Once dubbed the angriest man in pop, Costello has matured into something of a revered elder musical statesman. "Here's one I wrote with Burt Bacharach," he noted, introducing the luscious ballad "Photographs Can Lie," adding "Yeah, I like the way that sounds too," with mock smugness. He made the same quip introducing "Burnt Sugar Is So Bitter," a luxuriously melodic showtune composed with Carole King. Both were taken from his 30th studio album Look Now, which beat Barbra Streisand, John Legend and Michael Bublé to a Grammy Award this year in the questionable category of Best Traditional Pop Vocal Album. "Which, you will hear on most of the songs this evening, is the ideal resting place for Elvis Costello and the Imposters."

○ ○ ○

● **STATED EXERCISE**
Continue the piece about Elvis Costello's concert, picking up right after its last sentence.

● **SUPPLIED INFORMATION**
○ ○ ○

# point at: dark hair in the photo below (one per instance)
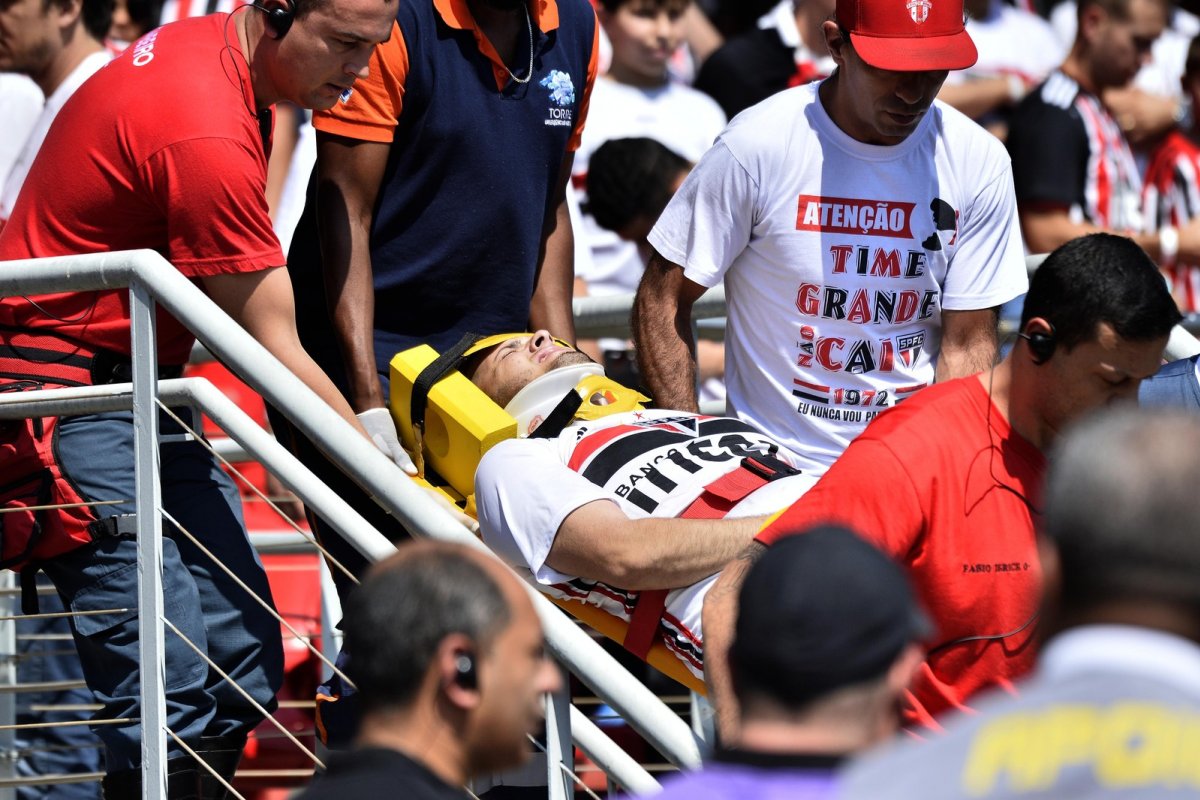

○ ○ ○

● **ANSWER TO THE PROBLEM**
He was joking, of course. There are not many artists in popular music with a more wide-ranging, eclectic and challenging musical and lyrical oeuvre than Costello, whose sprawling set encompassed the spiky new wave reggae of "Watching the Detectives," sinister electro pulse of "Green Shirt," maudlin country balladry of "Good Year For the Roses" and smooth soul of "Everyday I Write the Book." "It's all horse races and beauty contests," he noted dismissively of his recognition by the American Recording Academy. Even at his venerable age, and despite taking a knee to accept an OBE from the Prince of Wales at Buckingham Palace in February, there remains a sharp spirit of counter-culture dissidence from the old punk. Respectability has not smoothed his edges.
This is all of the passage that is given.